• **Input data**
* * * *

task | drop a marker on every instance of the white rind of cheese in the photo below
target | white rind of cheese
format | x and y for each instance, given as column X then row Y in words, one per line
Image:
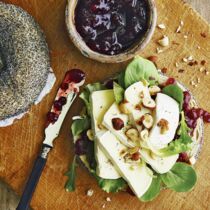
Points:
column 136, row 115
column 168, row 109
column 105, row 168
column 136, row 92
column 160, row 164
column 139, row 178
column 100, row 103
column 114, row 112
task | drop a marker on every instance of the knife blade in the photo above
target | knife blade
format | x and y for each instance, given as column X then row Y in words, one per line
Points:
column 66, row 95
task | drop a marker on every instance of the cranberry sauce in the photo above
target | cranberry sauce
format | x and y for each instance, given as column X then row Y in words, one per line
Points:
column 111, row 26
column 193, row 114
column 70, row 83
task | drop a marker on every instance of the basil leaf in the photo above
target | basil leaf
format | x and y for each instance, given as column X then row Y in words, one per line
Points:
column 71, row 174
column 182, row 144
column 118, row 93
column 184, row 129
column 176, row 93
column 175, row 147
column 181, row 178
column 153, row 190
column 80, row 125
column 85, row 95
column 140, row 69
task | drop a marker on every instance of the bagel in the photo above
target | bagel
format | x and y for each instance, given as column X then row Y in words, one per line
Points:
column 24, row 62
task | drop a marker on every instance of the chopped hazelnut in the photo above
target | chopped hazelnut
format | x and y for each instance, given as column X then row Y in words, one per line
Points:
column 164, row 125
column 132, row 134
column 117, row 123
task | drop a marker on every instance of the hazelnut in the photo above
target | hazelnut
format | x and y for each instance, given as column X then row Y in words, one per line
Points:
column 153, row 90
column 161, row 26
column 149, row 103
column 164, row 42
column 125, row 107
column 148, row 121
column 164, row 126
column 117, row 123
column 132, row 134
column 133, row 150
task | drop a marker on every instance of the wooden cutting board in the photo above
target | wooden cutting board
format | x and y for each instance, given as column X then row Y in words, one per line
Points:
column 20, row 143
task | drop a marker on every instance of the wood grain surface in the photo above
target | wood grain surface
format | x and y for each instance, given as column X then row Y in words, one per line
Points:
column 20, row 142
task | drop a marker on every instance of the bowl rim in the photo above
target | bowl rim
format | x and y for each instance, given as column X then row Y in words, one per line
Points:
column 124, row 56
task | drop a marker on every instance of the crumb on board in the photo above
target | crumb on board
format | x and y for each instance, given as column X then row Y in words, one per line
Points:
column 90, row 192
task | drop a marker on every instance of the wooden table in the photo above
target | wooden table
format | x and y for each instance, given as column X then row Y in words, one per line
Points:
column 8, row 200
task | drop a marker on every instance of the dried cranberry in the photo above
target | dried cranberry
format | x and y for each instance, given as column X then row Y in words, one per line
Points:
column 117, row 123
column 64, row 86
column 200, row 112
column 58, row 105
column 187, row 97
column 52, row 117
column 94, row 8
column 74, row 75
column 183, row 157
column 170, row 81
column 186, row 107
column 62, row 100
column 192, row 114
column 206, row 117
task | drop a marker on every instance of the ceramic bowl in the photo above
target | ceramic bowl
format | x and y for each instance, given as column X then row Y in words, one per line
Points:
column 126, row 55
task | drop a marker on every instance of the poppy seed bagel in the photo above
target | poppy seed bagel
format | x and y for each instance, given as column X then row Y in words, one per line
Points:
column 24, row 61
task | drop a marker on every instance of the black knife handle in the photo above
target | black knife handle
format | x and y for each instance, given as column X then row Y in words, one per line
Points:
column 33, row 179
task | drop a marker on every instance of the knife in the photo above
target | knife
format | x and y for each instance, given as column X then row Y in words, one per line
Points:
column 66, row 95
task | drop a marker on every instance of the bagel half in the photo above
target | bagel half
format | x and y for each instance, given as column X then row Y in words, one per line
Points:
column 24, row 62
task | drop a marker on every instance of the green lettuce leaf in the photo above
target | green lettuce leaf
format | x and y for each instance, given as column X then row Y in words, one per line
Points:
column 153, row 190
column 182, row 144
column 181, row 178
column 118, row 93
column 71, row 174
column 85, row 95
column 141, row 69
column 80, row 125
column 176, row 93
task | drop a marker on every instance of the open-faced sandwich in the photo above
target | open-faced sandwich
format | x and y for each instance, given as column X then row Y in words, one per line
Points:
column 140, row 131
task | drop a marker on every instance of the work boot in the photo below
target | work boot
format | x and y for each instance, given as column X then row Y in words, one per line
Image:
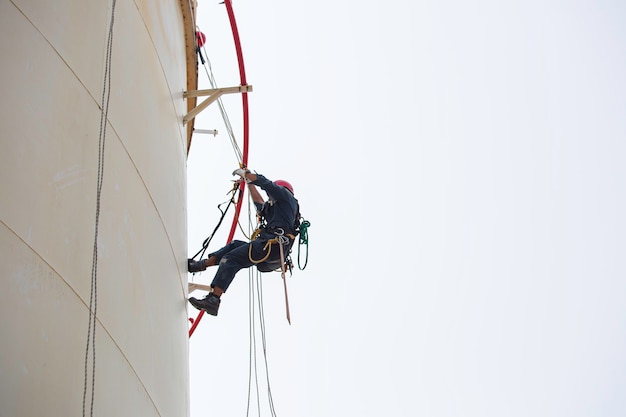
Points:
column 210, row 303
column 196, row 266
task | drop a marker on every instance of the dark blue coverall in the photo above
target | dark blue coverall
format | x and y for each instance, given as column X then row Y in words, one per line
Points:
column 280, row 213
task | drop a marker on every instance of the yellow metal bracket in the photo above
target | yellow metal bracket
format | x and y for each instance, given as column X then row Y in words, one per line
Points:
column 214, row 94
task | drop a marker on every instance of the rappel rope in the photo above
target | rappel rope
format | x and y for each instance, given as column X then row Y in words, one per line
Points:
column 207, row 241
column 255, row 281
column 93, row 296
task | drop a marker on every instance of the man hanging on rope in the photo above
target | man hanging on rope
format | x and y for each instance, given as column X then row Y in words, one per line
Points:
column 281, row 216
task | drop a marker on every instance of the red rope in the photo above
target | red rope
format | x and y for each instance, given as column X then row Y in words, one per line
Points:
column 246, row 130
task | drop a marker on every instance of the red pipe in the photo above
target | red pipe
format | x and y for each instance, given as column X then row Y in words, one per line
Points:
column 246, row 130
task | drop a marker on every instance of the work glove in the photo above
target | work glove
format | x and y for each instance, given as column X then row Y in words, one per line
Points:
column 242, row 173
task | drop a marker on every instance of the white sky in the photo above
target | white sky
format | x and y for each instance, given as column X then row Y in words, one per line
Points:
column 462, row 166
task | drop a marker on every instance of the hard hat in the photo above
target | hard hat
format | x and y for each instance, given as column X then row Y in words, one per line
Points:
column 283, row 183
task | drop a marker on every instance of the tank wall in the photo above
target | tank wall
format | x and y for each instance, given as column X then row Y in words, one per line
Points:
column 53, row 68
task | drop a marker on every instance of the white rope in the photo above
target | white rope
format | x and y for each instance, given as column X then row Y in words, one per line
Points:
column 209, row 72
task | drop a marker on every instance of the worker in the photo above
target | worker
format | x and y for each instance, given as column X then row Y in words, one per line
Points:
column 280, row 216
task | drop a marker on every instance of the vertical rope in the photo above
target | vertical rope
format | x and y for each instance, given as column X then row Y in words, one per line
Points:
column 93, row 296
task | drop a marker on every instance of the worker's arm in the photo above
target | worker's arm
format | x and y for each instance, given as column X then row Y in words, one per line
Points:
column 254, row 193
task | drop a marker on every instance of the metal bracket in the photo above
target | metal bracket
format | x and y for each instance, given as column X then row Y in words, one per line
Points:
column 214, row 94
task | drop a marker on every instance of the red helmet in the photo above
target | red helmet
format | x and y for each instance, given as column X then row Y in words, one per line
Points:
column 283, row 183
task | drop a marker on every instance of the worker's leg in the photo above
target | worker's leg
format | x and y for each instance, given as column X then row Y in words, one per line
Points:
column 214, row 258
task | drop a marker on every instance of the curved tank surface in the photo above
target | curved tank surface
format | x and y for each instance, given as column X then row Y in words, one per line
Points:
column 55, row 68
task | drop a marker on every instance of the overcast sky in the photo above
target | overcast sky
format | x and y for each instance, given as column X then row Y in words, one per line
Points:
column 462, row 166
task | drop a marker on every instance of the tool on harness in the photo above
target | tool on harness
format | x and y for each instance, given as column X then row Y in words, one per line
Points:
column 281, row 238
column 304, row 240
column 207, row 241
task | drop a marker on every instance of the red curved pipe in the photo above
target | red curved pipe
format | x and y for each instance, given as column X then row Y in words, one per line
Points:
column 246, row 130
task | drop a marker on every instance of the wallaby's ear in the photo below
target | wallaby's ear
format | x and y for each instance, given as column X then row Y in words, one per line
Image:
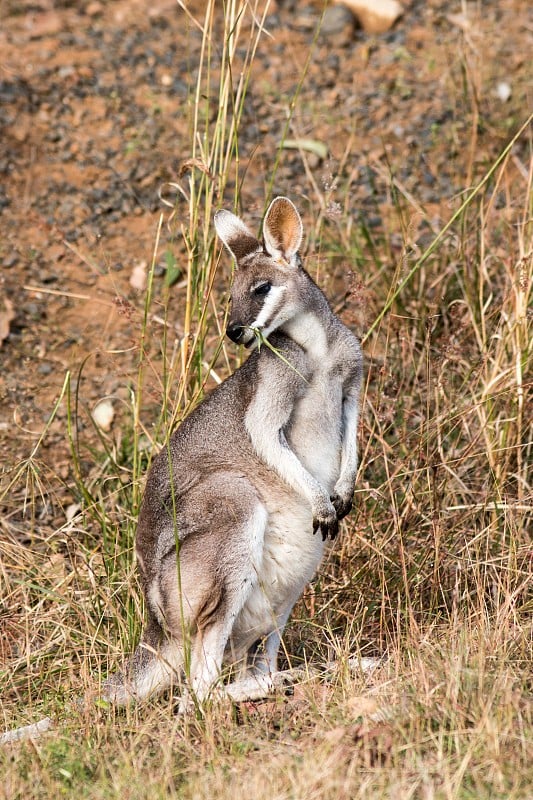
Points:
column 235, row 235
column 283, row 230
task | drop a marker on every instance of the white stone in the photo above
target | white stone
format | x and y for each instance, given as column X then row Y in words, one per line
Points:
column 103, row 414
column 375, row 16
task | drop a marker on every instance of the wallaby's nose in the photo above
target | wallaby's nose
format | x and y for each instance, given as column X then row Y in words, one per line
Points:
column 235, row 332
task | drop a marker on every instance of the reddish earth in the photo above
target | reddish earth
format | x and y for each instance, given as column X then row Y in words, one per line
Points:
column 93, row 100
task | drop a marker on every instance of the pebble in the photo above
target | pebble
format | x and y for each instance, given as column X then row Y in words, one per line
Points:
column 338, row 25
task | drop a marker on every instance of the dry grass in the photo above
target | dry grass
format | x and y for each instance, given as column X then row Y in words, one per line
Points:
column 433, row 568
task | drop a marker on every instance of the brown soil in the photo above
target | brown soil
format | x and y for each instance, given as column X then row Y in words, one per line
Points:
column 92, row 125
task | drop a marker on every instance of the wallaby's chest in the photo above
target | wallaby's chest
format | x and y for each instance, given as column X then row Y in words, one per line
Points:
column 315, row 429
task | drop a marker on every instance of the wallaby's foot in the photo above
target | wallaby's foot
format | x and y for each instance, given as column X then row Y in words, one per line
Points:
column 342, row 505
column 325, row 520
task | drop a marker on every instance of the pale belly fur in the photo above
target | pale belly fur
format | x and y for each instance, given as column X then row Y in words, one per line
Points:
column 290, row 556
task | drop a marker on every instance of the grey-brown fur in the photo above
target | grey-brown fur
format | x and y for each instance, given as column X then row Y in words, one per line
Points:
column 266, row 462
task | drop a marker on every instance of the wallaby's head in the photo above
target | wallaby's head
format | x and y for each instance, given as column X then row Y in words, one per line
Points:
column 269, row 279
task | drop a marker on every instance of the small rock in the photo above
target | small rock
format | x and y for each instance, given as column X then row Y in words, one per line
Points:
column 94, row 9
column 104, row 414
column 338, row 25
column 375, row 16
column 503, row 91
column 10, row 261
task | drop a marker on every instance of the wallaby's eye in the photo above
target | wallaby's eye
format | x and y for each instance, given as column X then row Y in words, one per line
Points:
column 262, row 289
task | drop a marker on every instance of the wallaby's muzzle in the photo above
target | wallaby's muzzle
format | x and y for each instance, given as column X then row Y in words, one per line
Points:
column 236, row 333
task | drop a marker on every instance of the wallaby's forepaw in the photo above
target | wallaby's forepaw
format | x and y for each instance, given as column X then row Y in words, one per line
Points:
column 326, row 522
column 342, row 505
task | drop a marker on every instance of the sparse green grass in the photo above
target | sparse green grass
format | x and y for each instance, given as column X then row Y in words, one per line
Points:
column 433, row 567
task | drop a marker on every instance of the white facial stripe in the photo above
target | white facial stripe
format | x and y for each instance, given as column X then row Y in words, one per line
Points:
column 267, row 313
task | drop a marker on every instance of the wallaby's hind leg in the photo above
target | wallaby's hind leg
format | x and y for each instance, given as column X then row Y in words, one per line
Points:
column 153, row 667
column 240, row 558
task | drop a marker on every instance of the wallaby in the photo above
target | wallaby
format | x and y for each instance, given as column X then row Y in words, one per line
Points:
column 226, row 535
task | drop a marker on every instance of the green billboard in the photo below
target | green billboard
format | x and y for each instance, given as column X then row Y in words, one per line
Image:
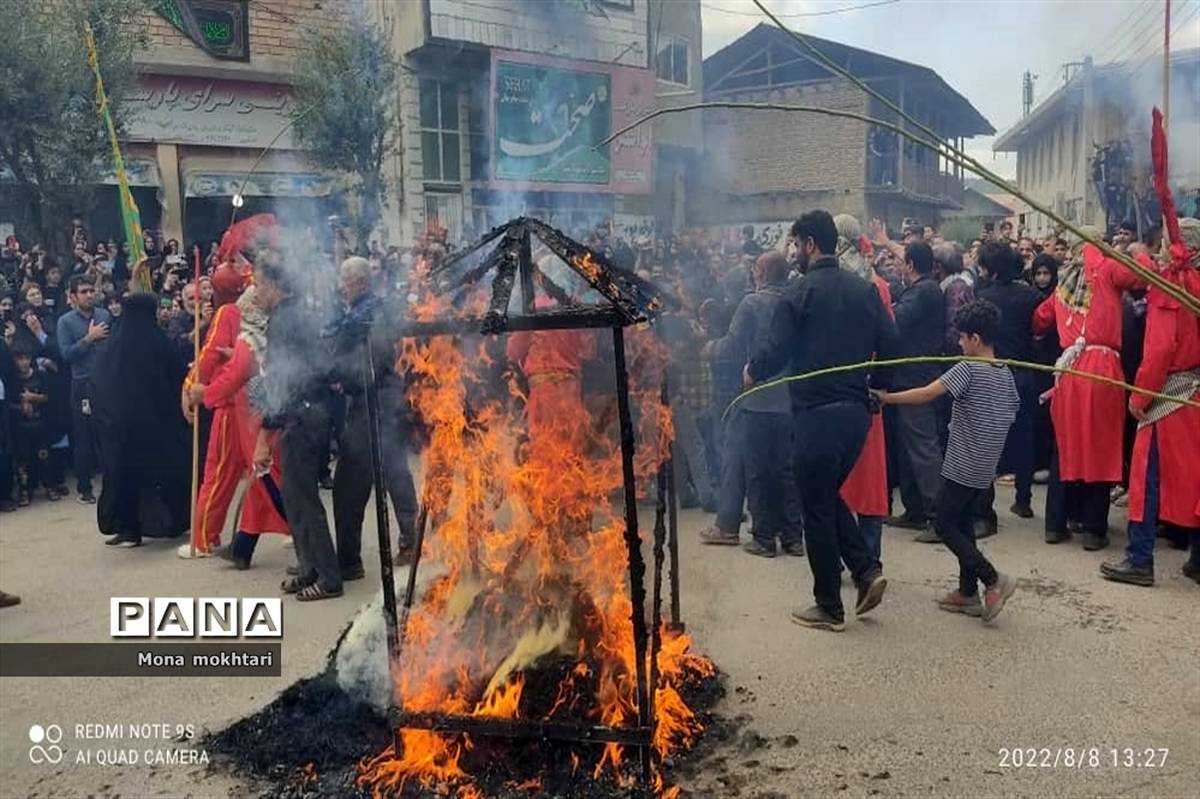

* * * *

• **Description of the task**
Rewrite the part of the records that opens with the line containing "forepaw in the photo above" and closes with the line containing "column 267, row 313", swapping "sparse green grass" for "short green grass" and leaving everything else untouched.

• **Written solution**
task | drop a marker on every instance of the wallaby's forepaw in the photo above
target | wallaby's forepaw
format | x and y for each instance, given as column X then row Y in words, one per line
Points:
column 326, row 522
column 342, row 505
task | drop a marker on every instance of the short green grass in the photo above
target | short green grass
format | x and y for each instance, given as column X then row Y in words, one per line
Points:
column 433, row 567
task | drop a marker on every instance of the white facial stripe in the photo above
target | white facial stripe
format | x and y for each instance, given as column X then row Y in words, one per line
Points:
column 267, row 313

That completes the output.